>> Begin Listing

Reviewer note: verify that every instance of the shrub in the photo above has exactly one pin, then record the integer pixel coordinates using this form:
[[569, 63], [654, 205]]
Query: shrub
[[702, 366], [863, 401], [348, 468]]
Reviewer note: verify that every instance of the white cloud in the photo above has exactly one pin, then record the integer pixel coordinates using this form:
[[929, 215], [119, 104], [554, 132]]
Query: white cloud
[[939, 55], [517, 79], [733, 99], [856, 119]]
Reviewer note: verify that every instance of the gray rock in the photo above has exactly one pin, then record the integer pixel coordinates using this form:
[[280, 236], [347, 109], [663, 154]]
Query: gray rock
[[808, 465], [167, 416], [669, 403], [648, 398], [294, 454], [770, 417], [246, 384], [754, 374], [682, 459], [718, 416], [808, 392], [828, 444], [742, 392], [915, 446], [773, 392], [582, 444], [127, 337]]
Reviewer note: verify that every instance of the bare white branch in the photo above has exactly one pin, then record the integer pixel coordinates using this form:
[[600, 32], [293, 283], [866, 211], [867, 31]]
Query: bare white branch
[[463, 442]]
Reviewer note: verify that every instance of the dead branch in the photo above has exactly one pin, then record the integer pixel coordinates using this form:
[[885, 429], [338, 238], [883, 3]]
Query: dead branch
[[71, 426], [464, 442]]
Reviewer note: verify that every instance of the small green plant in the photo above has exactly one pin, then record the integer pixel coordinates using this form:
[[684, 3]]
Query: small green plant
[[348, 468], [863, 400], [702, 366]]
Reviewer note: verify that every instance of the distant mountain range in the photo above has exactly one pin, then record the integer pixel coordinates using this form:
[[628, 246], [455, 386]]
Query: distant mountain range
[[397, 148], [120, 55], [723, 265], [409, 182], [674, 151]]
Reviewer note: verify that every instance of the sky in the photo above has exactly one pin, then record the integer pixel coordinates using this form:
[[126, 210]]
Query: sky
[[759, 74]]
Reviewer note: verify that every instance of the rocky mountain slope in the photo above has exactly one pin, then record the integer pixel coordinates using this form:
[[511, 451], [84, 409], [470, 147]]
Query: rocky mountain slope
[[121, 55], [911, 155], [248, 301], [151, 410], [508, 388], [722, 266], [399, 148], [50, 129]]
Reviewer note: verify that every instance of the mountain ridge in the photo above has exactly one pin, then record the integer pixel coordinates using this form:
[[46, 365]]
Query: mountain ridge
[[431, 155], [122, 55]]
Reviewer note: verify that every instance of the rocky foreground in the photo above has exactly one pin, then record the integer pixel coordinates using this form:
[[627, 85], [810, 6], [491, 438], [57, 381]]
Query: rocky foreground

>> End Listing

Short task: Copy every entry above word for word, keeping each line the same.

Solution for this exercise:
Reviewer note: verify that every instance of the shrub in the photo above has exactly one pin, then record the integer pixel coordinates using this form:
[[569, 63], [654, 205]]
Query: shrub
[[702, 366], [863, 401], [348, 468]]
Reviewer note: verify that every instance of the white cloud in the photo above has exactly one pin, then record the integer pixel coordinates using this form:
[[929, 215], [119, 104], [554, 132]]
Query: white cloud
[[939, 55], [517, 79], [733, 99], [856, 119]]
Reviewer note: verify that every instance of the gray rock in the photo above has exactly one pin, then record the integer pixel coordinates using this form:
[[280, 236], [347, 109], [663, 154]]
Query: gray rock
[[808, 465], [167, 416], [669, 403], [648, 398], [294, 454], [770, 417], [246, 384], [754, 374], [682, 459], [718, 416], [808, 392], [828, 444], [742, 392], [915, 446], [773, 392], [582, 444], [127, 337]]
Reviewer note: verify that every instance of the bare white branch in the photo above has exactly one pin, then record the integer pixel coordinates using this form:
[[600, 32], [293, 283], [866, 211], [867, 31]]
Query: bare white branch
[[463, 442]]
Reviewer note: verify that every instance of the dead branch in the photo above has exactly one pin, then record the integer pixel coordinates using this form:
[[885, 429], [338, 238], [883, 3]]
Query: dead branch
[[71, 426], [464, 442]]
Reviewer note: verify that every instance of the small green plant in the photo above has exactly one pin, then record the integer pixel coordinates using this form:
[[684, 3]]
Query: small green plant
[[348, 468], [863, 400], [702, 366]]
Reviewer note: verify that every instance of the distant mountain range in the photo above has exactly one pin, then record the integer pixel coordinates using this form:
[[628, 246], [455, 386]]
Query: distant mountain range
[[397, 148], [120, 55], [723, 265], [409, 182], [674, 151]]
Reviewer note: verify that every instance of the sky in the photo above has exactly one pin, then record the integer pixel coordinates using this form:
[[126, 210]]
Query: sky
[[759, 74]]
Reviewer note: verify that every instance of the rocky mountain slope in the photo above has exactly one pin, then record the integer pixel coordinates using this form:
[[511, 451], [84, 409], [470, 147]]
Query: rocky mountain slope
[[121, 55], [911, 155], [248, 301], [151, 410], [508, 388], [722, 266], [399, 148], [50, 129]]
Reviewer note: verify that every instance of the mountain ridge in the photo above has exactly one pin, then record the integer pixel coordinates using this form:
[[46, 365]]
Query: mountain ridge
[[431, 155], [122, 55]]
Reviewer note: verify that every instance of the rocky foreground in the photo above has exactly one pin, then record the integer pixel coordinates using this form:
[[627, 85], [810, 6], [491, 438], [57, 381]]
Query: rocky foreground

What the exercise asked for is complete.